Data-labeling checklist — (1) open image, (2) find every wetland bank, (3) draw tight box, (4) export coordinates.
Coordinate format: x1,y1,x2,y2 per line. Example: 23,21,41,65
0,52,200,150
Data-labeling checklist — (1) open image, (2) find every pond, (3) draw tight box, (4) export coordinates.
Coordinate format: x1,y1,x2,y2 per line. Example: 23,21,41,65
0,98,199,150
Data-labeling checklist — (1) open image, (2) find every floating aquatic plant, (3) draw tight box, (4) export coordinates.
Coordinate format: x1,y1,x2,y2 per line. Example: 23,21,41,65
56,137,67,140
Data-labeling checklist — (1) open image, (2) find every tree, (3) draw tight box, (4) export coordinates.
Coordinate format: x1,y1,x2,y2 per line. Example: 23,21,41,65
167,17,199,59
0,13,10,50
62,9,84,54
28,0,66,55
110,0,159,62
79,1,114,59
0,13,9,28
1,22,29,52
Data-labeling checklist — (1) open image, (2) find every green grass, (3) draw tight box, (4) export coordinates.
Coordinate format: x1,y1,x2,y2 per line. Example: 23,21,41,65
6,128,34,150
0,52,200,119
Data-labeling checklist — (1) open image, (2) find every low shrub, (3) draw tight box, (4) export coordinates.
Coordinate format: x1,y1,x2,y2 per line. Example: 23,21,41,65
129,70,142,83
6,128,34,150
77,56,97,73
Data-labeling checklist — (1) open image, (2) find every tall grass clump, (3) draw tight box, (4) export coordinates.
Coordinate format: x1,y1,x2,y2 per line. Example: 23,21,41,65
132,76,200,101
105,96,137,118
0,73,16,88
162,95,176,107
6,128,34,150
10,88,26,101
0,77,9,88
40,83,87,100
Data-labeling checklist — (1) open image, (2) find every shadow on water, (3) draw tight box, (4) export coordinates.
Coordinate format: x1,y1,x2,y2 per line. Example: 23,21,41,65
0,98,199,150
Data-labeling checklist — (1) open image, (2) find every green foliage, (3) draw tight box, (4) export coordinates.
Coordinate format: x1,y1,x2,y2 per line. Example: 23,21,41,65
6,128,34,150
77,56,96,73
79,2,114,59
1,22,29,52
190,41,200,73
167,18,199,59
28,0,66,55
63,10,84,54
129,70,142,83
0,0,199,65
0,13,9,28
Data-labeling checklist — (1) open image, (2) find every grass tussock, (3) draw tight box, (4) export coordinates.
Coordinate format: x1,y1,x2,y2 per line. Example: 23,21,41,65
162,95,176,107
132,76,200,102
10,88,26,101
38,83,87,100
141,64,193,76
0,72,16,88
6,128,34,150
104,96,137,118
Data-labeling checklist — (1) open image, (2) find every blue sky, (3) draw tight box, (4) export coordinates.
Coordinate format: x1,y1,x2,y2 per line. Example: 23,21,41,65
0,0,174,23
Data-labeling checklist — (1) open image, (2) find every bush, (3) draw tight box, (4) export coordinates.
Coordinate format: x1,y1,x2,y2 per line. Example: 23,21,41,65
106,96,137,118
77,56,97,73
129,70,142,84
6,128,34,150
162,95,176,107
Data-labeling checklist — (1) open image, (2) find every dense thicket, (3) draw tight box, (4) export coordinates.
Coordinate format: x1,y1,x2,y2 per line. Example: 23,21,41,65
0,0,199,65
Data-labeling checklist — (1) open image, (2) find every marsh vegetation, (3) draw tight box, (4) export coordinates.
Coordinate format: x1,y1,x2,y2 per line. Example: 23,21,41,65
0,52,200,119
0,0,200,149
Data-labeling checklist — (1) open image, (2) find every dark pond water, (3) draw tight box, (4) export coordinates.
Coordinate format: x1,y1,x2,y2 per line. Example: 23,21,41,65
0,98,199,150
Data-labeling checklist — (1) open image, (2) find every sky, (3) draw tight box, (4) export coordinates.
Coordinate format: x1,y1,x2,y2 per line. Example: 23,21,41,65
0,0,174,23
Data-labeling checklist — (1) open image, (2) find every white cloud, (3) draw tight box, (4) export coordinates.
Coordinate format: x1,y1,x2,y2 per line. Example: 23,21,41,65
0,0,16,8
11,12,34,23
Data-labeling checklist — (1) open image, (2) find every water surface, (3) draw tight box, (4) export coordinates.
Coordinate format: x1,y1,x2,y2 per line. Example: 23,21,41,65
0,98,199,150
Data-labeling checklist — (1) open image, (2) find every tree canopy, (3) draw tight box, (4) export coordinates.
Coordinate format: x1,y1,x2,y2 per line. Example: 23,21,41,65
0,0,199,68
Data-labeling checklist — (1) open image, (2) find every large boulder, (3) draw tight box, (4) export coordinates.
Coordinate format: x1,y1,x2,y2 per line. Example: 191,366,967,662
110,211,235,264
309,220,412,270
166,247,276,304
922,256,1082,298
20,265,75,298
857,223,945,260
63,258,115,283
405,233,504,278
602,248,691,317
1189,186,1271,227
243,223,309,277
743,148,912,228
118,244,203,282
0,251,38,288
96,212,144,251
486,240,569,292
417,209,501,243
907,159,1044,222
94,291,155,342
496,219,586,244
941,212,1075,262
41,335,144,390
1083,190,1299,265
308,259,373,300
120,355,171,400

________

The answer must consist solely of the number of lines in the listing that include the string "water".

3